WORK TO DO:
(A) Retype the passage from the newspaper circulation comments, starting at "Comments Speech Bubble" and ending at "than 41,000 readers.".
(B) Answer these questions from the newspaper circulation comments:
(i) On what date was the most recent Audit Bureau of Circulations report released?
(ii) By how many readers did The Seattle Times's Sunday edition outpace The Oregonian's?
(iii) What reason does Richard give for the Times being even close to the Oregonian in circulation?

DOCUMENT EXTRACT:
Comments Speech Bubble

By The Editors on Jul 06, 2010 at 5:00PM

Thanks for the feedback Richard. Glad you like the article. Yes, per the most recent Audit Bureau of Circulations report, released on March 31, 2010, The Seattle Times did have 132 fewer weekday readers (not a few hundred) than The Oregonian. But in the same survey The Seattle Times’s Sunday edition outpaced The Oregonian’s by more than 41,000 readers.
http://abcas3.accessabc.com/ecirc/newstitlesearchus.asp

By Richard on Jun 23, 2010 at 8:13PM

An excellent article, but it seems to make a minor error: “the Northwest’s largest daily newspaper, which had recently undergone severe budget cuts and almost folded.”

The latest audit bureau circulation numbers show that the Oregonian still has a larger circulation than the Times (albeit by a mere few hundred readers). The influx of the P-I subscribers is the reason that the Times is even close; traditionally the Oregonian numbers dwarfed the Times. We in Seattle have tended to assume that Seattle is bigger and badder than Portland in every way, but their newspaper has had a much bigger presence in their community over the last decade or two than the Seattle Times in ours.

DATA RECORDS:
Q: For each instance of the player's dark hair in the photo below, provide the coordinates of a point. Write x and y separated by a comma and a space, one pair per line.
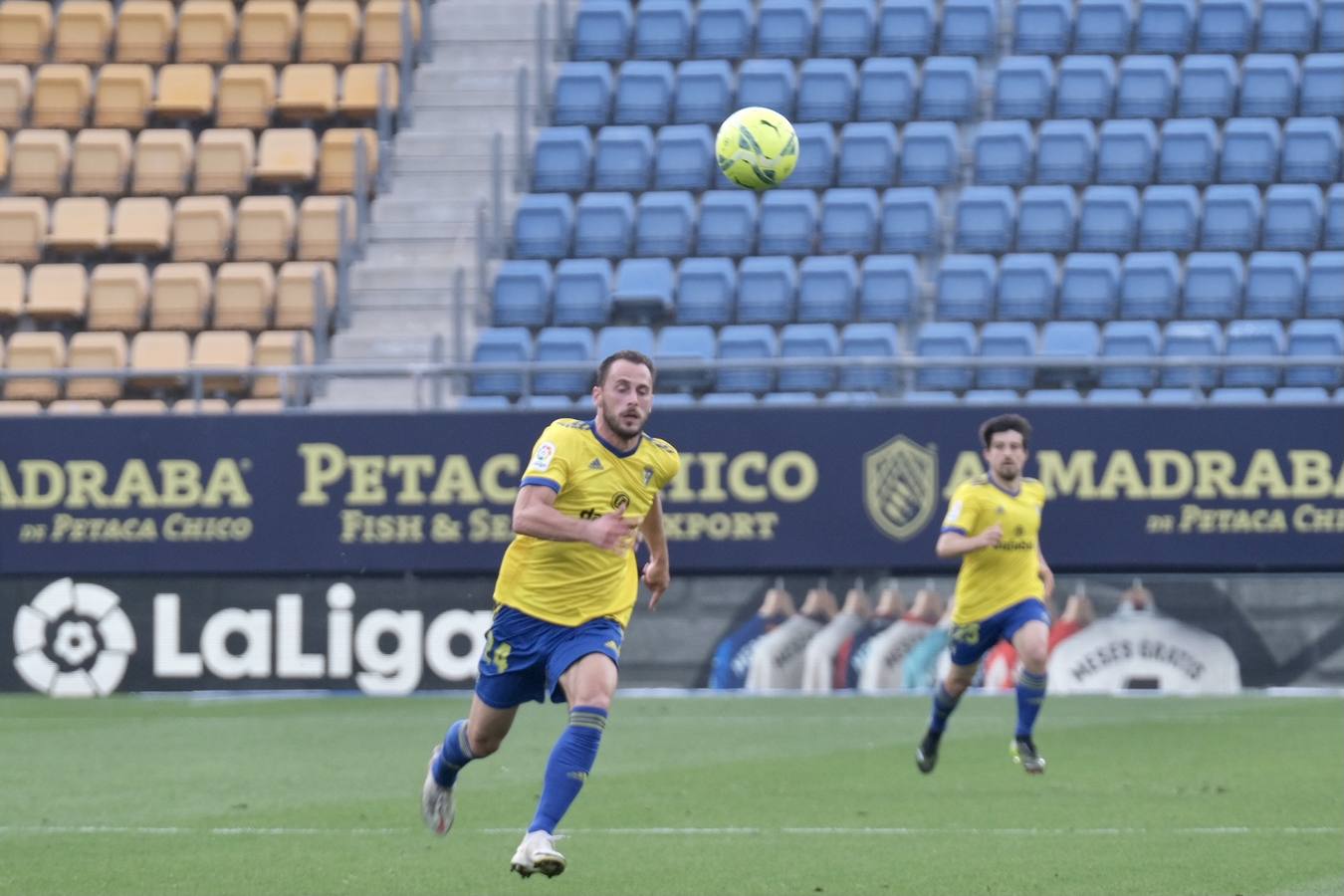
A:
1006, 423
624, 354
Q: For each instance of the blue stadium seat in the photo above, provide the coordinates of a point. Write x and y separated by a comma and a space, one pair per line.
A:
906, 27
787, 222
1310, 150
929, 153
502, 345
826, 289
1003, 152
663, 30
1170, 219
1041, 26
1164, 26
706, 291
563, 344
1024, 88
683, 157
644, 93
1089, 288
622, 157
723, 29
890, 288
1149, 284
784, 29
1207, 87
1225, 26
868, 340
1191, 338
561, 160
816, 156
1260, 338
1310, 338
1274, 284
848, 220
1102, 26
826, 91
768, 289
1066, 152
728, 223
768, 82
665, 223
542, 226
1006, 338
1214, 285
987, 218
1027, 287
845, 29
970, 27
964, 288
887, 89
867, 153
603, 226
1045, 219
945, 338
582, 292
1129, 338
583, 95
949, 88
1269, 87
522, 293
1109, 219
1293, 215
703, 92
1250, 150
910, 220
1189, 150
602, 30
1232, 218
1145, 88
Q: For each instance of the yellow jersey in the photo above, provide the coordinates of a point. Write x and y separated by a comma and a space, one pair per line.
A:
994, 579
571, 581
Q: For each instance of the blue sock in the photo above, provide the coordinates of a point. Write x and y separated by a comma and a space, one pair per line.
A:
568, 766
1031, 693
943, 706
454, 754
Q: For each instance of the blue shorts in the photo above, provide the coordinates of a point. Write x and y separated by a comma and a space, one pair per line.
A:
972, 639
525, 657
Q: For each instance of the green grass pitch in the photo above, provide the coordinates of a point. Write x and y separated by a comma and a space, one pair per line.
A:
698, 796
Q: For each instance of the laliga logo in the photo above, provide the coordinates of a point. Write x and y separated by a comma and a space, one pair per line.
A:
73, 641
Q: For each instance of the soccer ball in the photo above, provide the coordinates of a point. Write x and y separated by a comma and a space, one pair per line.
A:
757, 148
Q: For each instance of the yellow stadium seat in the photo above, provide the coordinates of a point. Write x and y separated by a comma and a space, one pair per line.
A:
181, 296
266, 31
117, 297
163, 161
246, 96
202, 229
96, 350
245, 293
34, 352
78, 225
24, 31
206, 31
141, 226
225, 160
144, 31
84, 31
307, 92
23, 229
265, 229
100, 162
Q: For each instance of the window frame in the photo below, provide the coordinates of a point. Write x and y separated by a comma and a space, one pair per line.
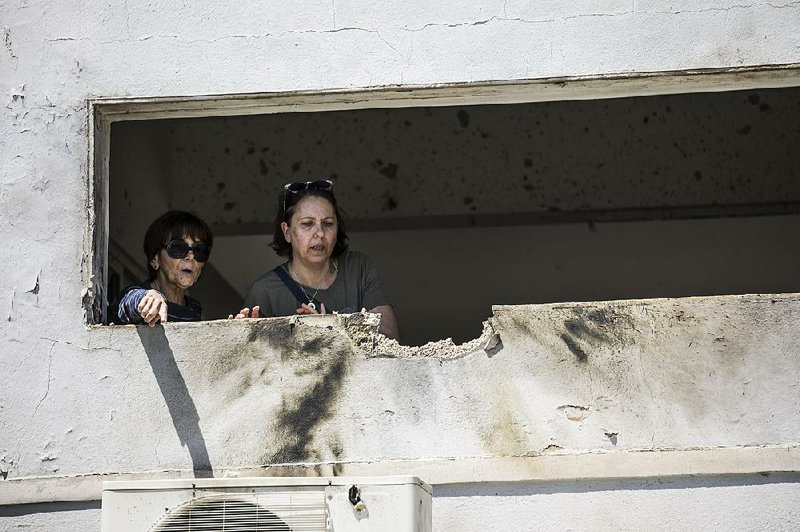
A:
103, 112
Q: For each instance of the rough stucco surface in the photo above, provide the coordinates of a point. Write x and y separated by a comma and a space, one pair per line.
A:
688, 373
85, 401
684, 150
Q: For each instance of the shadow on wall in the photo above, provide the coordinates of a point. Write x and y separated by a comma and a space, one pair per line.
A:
176, 394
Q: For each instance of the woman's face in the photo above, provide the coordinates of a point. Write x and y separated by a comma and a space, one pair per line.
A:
312, 230
177, 273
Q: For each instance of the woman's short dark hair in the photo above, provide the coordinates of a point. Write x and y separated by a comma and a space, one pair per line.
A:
171, 225
287, 205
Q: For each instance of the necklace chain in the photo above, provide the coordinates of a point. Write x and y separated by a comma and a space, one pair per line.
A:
311, 298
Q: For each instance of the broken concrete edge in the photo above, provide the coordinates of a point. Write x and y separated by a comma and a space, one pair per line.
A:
733, 299
542, 467
360, 327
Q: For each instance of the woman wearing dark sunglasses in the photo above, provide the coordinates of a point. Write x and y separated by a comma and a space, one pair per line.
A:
321, 275
177, 245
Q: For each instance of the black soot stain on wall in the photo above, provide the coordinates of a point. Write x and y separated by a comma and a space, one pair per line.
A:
587, 327
311, 352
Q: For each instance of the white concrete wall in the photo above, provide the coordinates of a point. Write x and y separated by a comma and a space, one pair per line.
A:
77, 401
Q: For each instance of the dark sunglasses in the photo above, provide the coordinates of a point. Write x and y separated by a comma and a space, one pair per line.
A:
178, 249
302, 186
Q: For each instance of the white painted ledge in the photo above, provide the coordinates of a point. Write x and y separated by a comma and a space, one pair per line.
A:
442, 471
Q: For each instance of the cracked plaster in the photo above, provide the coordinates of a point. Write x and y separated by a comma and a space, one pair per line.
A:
84, 424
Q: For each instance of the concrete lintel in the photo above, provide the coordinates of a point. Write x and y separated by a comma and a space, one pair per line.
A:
610, 85
443, 471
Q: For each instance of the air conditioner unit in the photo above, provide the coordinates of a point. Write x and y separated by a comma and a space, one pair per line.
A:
295, 504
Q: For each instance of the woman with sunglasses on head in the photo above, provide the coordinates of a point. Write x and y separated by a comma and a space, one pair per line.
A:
321, 275
177, 245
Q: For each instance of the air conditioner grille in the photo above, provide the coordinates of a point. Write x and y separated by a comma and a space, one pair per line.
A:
257, 512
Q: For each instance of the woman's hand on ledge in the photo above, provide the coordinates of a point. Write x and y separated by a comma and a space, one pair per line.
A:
246, 313
153, 307
305, 309
388, 326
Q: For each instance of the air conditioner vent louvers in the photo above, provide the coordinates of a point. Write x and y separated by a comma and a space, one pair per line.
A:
257, 512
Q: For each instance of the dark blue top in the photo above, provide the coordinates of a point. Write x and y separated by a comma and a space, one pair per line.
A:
129, 300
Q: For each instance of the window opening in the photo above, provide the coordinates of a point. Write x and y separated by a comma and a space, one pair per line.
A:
466, 206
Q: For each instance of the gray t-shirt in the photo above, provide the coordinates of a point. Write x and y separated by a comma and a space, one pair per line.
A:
356, 286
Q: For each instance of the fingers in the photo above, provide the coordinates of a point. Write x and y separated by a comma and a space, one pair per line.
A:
305, 309
162, 312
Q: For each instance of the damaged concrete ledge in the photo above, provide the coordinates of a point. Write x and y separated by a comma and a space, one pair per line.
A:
642, 464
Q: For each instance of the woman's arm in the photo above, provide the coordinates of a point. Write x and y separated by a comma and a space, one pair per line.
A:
138, 305
388, 326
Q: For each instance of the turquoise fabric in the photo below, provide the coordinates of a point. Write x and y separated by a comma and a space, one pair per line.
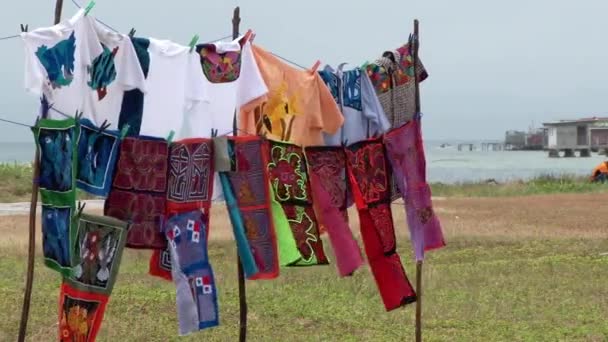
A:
247, 260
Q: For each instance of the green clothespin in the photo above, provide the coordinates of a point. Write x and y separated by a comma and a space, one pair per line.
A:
170, 137
89, 7
193, 42
124, 131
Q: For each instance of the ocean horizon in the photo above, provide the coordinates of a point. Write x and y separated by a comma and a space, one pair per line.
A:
444, 165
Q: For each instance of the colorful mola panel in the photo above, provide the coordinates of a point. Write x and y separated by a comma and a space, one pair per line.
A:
289, 180
97, 155
99, 244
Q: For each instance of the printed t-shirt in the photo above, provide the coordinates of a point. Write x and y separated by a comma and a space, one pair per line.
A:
113, 71
299, 107
354, 93
231, 82
56, 60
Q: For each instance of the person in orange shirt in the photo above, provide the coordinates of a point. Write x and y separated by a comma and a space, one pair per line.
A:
299, 107
600, 173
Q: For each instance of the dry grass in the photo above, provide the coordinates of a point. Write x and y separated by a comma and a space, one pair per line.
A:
515, 269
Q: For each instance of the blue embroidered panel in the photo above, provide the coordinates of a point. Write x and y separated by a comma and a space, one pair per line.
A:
97, 155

FULL ANSWERS:
(A)
Comments Speech Bubble

By The Editors on Jul 06, 2010 at 5:00PM

Thanks for the feedback Richard. Glad you like the article. Yes, per the most recent Audit Bureau of Circulations report, released on March 31, 2010, The Seattle Times did have 132 fewer weekday readers (not a few hundred) than The Oregonian. But in the same survey The Seattle Times’s Sunday edition outpaced The Oregonian’s by more than 41,000 readers.

(B)
(i) March 31, 2010
(ii) More than 41,000 readers
(iii) The influx of the P-I subscribers